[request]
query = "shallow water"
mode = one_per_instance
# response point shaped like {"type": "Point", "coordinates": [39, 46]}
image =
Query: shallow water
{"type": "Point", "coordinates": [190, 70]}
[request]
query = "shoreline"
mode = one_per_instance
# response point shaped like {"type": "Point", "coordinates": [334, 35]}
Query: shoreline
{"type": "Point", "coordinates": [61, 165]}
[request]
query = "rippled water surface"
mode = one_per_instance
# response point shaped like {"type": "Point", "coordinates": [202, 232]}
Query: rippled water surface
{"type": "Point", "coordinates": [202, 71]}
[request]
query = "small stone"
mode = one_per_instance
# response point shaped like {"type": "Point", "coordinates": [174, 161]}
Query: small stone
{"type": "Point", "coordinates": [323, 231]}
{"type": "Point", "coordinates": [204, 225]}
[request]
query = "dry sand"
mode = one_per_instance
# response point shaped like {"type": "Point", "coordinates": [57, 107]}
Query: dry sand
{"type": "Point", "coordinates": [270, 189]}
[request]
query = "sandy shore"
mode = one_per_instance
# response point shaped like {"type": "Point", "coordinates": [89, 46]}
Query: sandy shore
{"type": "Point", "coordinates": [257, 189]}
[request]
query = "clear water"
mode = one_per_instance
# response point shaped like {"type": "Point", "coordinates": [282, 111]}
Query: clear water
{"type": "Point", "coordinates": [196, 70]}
-------------------------
Reproduce the material exactly. Every line must match.

■ **Result of the exercise**
[request]
query = "shallow water"
mode = one_per_instance
# response point shaped like {"type": "Point", "coordinates": [39, 46]}
image =
Query: shallow water
{"type": "Point", "coordinates": [190, 70]}
[request]
query = "shoreline"
mode = one_per_instance
# response point shaped like {"type": "Point", "coordinates": [334, 35]}
Query: shoreline
{"type": "Point", "coordinates": [61, 165]}
[request]
query = "rippled water surface"
mode = one_per_instance
# response point shaped like {"type": "Point", "coordinates": [202, 232]}
Query: rippled water surface
{"type": "Point", "coordinates": [202, 71]}
[request]
query = "small stone"
mode = one_per_instance
# response point shaped like {"type": "Point", "coordinates": [174, 161]}
Query: small stone
{"type": "Point", "coordinates": [323, 231]}
{"type": "Point", "coordinates": [204, 225]}
[request]
query = "dry sand"
mode = one_per_instance
# response point shaped like {"type": "Point", "coordinates": [57, 107]}
Query: dry sand
{"type": "Point", "coordinates": [270, 189]}
[request]
query = "sandy shore"
mode = one_per_instance
# response point shaped like {"type": "Point", "coordinates": [89, 46]}
Query: sandy shore
{"type": "Point", "coordinates": [257, 189]}
[request]
query = "clear water"
mode = one_per_instance
# response point shaped like {"type": "Point", "coordinates": [282, 111]}
Query: clear water
{"type": "Point", "coordinates": [196, 70]}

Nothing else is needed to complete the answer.